Note each line of the entries that includes "sink". Then copy those lines.

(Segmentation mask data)
★ ★ ★ ★ ★
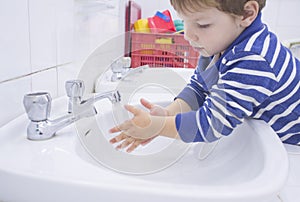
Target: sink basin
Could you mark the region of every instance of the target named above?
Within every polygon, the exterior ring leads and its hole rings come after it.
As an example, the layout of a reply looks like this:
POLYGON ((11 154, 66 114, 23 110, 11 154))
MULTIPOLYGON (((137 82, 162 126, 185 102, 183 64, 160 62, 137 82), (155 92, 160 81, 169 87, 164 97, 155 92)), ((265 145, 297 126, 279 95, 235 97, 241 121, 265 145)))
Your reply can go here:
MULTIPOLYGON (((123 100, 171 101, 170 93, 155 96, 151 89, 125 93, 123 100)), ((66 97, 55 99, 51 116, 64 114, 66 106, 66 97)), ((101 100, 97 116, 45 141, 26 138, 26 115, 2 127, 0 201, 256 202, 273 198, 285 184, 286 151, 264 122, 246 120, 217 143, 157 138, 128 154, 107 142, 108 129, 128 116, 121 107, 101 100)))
★ ★ ★ ★ ★
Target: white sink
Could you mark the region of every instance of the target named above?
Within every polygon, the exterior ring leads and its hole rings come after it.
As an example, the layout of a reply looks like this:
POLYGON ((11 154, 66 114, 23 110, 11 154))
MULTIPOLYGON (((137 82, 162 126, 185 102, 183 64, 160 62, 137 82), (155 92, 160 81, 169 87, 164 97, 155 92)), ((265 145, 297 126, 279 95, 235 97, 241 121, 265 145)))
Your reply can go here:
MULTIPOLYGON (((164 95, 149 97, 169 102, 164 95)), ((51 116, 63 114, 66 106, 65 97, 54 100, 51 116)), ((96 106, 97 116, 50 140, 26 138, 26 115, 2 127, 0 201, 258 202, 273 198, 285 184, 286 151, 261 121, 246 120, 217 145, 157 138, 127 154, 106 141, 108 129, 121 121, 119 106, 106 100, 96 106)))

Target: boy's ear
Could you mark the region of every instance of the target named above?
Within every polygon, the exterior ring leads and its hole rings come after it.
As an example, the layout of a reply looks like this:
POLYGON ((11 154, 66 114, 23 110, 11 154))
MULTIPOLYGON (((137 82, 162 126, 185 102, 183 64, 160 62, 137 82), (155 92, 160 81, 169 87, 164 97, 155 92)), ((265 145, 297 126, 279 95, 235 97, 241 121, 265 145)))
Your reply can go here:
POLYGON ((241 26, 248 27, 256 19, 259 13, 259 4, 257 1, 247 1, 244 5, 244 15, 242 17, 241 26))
★ ★ ★ ★ ★
• REPLY TO THE TASK:
Target: sink basin
Target: white sink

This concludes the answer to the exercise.